**Data to process**
-- Begin --
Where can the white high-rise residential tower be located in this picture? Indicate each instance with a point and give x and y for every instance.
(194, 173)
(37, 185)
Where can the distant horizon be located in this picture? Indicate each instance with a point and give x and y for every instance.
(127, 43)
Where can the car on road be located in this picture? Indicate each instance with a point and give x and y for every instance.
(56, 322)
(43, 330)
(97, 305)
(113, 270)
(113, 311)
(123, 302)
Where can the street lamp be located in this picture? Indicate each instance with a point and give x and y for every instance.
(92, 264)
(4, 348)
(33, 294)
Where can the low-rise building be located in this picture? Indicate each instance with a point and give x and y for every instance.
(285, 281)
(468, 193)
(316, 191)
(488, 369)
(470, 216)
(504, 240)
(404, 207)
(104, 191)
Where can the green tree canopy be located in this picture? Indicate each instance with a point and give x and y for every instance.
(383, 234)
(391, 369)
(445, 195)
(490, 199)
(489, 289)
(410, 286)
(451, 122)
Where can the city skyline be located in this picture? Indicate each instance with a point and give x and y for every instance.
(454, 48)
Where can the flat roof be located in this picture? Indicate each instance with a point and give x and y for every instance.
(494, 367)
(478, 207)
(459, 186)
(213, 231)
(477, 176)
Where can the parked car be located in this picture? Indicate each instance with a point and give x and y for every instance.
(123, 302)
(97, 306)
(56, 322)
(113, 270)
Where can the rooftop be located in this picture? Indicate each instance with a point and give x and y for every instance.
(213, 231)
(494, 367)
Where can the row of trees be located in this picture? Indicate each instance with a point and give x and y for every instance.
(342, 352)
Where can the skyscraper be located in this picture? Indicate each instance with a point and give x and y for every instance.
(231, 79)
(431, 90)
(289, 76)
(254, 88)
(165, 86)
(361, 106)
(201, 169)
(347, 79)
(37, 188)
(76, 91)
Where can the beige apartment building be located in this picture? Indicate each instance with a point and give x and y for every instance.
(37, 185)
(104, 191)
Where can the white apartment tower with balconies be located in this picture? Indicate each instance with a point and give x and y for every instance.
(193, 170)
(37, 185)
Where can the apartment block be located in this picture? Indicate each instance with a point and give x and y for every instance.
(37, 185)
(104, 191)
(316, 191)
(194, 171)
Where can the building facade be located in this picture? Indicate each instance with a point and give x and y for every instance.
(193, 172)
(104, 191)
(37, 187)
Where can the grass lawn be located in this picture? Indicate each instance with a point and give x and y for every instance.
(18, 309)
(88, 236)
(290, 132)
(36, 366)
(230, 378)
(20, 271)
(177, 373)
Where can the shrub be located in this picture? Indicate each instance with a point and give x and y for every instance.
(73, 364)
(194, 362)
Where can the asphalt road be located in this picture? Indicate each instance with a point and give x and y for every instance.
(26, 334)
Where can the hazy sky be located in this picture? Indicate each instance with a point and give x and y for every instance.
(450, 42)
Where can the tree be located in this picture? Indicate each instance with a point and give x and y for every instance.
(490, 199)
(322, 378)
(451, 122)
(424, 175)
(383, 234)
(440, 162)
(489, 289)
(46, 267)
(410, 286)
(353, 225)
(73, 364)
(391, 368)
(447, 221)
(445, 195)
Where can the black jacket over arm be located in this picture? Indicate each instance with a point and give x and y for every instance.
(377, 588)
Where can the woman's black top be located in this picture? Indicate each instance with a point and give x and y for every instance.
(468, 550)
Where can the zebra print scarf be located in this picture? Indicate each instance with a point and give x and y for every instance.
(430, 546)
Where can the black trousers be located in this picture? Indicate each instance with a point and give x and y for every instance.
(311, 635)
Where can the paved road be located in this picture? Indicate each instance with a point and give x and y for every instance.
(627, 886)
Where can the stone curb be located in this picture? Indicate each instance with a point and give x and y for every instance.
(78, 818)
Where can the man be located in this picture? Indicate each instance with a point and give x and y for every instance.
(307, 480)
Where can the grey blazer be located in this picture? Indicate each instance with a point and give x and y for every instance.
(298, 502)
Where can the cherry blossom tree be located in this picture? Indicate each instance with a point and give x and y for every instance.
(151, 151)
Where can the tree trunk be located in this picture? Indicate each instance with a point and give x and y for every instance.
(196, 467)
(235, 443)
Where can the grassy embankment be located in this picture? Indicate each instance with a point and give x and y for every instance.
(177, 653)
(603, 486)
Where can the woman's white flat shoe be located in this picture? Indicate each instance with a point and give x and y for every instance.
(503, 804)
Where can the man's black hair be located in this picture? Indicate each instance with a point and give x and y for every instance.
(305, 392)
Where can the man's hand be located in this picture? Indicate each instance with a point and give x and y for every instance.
-- End --
**Requirements**
Convert all the records above into a Markdown table with the columns Row and Text. Give each line its own numbered row and leave out blank lines.

**Result**
| Row | Text |
|---|---|
| 1 | Where can the white high-rise residential tower be located in this picture? Indicate each instance with a point and give x and y for every instance. |
| 2 | (194, 173) |
| 3 | (37, 185) |
| 4 | Where can the distant horizon be located in this picture? Indicate each instance with a point and give x and y for every instance. |
| 5 | (127, 43) |
| 6 | Where can the car on road be located in this picture? Indicate each instance with a point and give x and y for every instance. |
| 7 | (56, 322) |
| 8 | (43, 330) |
| 9 | (97, 305) |
| 10 | (113, 270) |
| 11 | (113, 311) |
| 12 | (123, 302) |
| 13 | Where can the street lamp be located in this picture? Indicate each instance with a point and give x and y for every instance. |
| 14 | (92, 264) |
| 15 | (4, 348) |
| 16 | (33, 294) |
| 17 | Where can the low-rise building be located in this picture? Indicate each instance with a point and give x and y for every instance. |
| 18 | (285, 281) |
| 19 | (468, 193) |
| 20 | (316, 191) |
| 21 | (488, 369) |
| 22 | (470, 216) |
| 23 | (504, 240) |
| 24 | (404, 207) |
| 25 | (104, 191) |
| 26 | Where can the green tree canopy be located in this picture? Indicate each instance with a point and give x and y for every instance. |
| 27 | (383, 234) |
| 28 | (391, 369) |
| 29 | (445, 195) |
| 30 | (490, 199) |
| 31 | (489, 289) |
| 32 | (410, 286) |
| 33 | (451, 122) |
| 34 | Where can the city skyline be located in this picture? Indicate each instance with a point and give x and y for every instance. |
| 35 | (454, 48) |
| 36 | Where can the flat roof be located in this picture? Indicate each instance with a point and give x and y for every instance. |
| 37 | (494, 367) |
| 38 | (478, 207) |
| 39 | (459, 186) |
| 40 | (213, 231) |
| 41 | (477, 176) |
| 42 | Where can the parked car be located in this picture? Indicate each instance with a point and give x and y for every instance. |
| 43 | (123, 302) |
| 44 | (97, 306) |
| 45 | (56, 322) |
| 46 | (113, 270) |
| 47 | Where can the rooftop be located in this picture? Indicate each instance with a point and give x and y for every instance. |
| 48 | (213, 231) |
| 49 | (494, 367) |
| 50 | Where can the row of trees be located in this picture? Indicate each instance with a point and give x and y for every instance. |
| 51 | (342, 352) |
| 52 | Where can the skyscraper be located in this picture? Indicate each instance with a point and give x and y for every instance. |
| 53 | (231, 79) |
| 54 | (431, 90) |
| 55 | (289, 76) |
| 56 | (254, 88) |
| 57 | (165, 86) |
| 58 | (361, 106) |
| 59 | (201, 169) |
| 60 | (347, 79) |
| 61 | (37, 188) |
| 62 | (76, 91) |
| 63 | Where can the beige apartment building be located in this picture? Indicate each instance with a point and give x and y for every instance. |
| 64 | (37, 185) |
| 65 | (104, 191) |
| 66 | Where can the white apartment tower with balconies be located in this picture? Indicate each instance with a point and give x and y for every instance. |
| 67 | (193, 170) |
| 68 | (37, 185) |
| 69 | Where can the apartment block be located in this picture? Indicate each instance with a point and give x and y for every instance. |
| 70 | (37, 185) |
| 71 | (104, 191) |
| 72 | (316, 191) |
| 73 | (194, 171) |
| 74 | Where can the building facade be located in this picture? Indicate each instance with a point and give x and y for every instance. |
| 75 | (193, 172) |
| 76 | (104, 191) |
| 77 | (37, 187) |
| 78 | Where can the grass lawn be located in this picture? Indicate each instance with a point and give x and y for every instance. |
| 79 | (18, 309) |
| 80 | (88, 236) |
| 81 | (290, 132) |
| 82 | (36, 366) |
| 83 | (230, 378) |
| 84 | (20, 271) |
| 85 | (177, 373) |
| 86 | Where can the shrub be located in this picture? Indicate each instance with a point and give x and y for every instance. |
| 87 | (73, 364) |
| 88 | (194, 362) |
| 89 | Where can the asphalt road be located in this picture? Indicate each instance with a point and give x and y for every instance. |
| 90 | (26, 334) |
| 91 | Where can the hazy sky be located in this picture? Indicate each instance with a point and give x and y for every instance. |
| 92 | (450, 42) |
| 93 | Where can the tree be located in this picture? Indicate each instance with a point and give x and y for every instance. |
| 94 | (490, 199) |
| 95 | (322, 378) |
| 96 | (451, 122) |
| 97 | (424, 175) |
| 98 | (383, 234) |
| 99 | (440, 162) |
| 100 | (489, 289) |
| 101 | (46, 267) |
| 102 | (410, 286) |
| 103 | (353, 225) |
| 104 | (73, 364) |
| 105 | (391, 368) |
| 106 | (447, 221) |
| 107 | (445, 195) |
| 108 | Where can the black jacket over arm be located in this picture? Indicate each instance with a point and give x and y for every instance. |
| 109 | (377, 588) |
| 110 | Where can the woman's black top be located in this picture? Indicate each instance with a point and give x and y for every instance. |
| 111 | (468, 550) |
| 112 | Where can the zebra print scarf be located in this picture? Indicate each instance with a point and give x and y for every instance. |
| 113 | (430, 546) |
| 114 | Where can the black trousers be located in this picture? Indicate each instance with a point and give x and y for every instance. |
| 115 | (311, 635) |
| 116 | Where can the paved road be located in this picture? Indicate each instance with a point and give x and y for every instance. |
| 117 | (627, 886) |
| 118 | Where can the stone curb be located in this picture? Indicate each instance with a point and give x and y for every instance. |
| 119 | (78, 818) |
| 120 | Where can the man be located in this picture? Indicate each instance with a point and give x and y for every instance. |
| 121 | (307, 480) |
| 122 | Where can the grey blazer be located in this picture? Indicate each instance with a point and give x and y for every instance. |
| 123 | (298, 502) |
| 124 | Where can the cherry blossom tree be located in this picture? Indicate each instance with a point and give x and y for every instance. |
| 125 | (151, 151) |
| 126 | Where can the tree trunk be located in this picture? Indicate each instance with a point and give x and y for every instance. |
| 127 | (196, 467) |
| 128 | (235, 443) |
| 129 | Where can the grassy embankment be located in this picture? Indicate each instance with a point and give x and y for every instance. |
| 130 | (177, 653) |
| 131 | (603, 486) |
| 132 | Where can the woman's white flat shoe be located in this picture? Indicate each instance with a point and give x and y for every instance. |
| 133 | (503, 804) |
| 134 | Where can the man's black hair be located in this picture? Indicate each instance with a point and give x and y for every instance. |
| 135 | (305, 392) |
| 136 | Where can the man's hand be located in this picture? Indicate each instance with a point and give x and y for every instance. |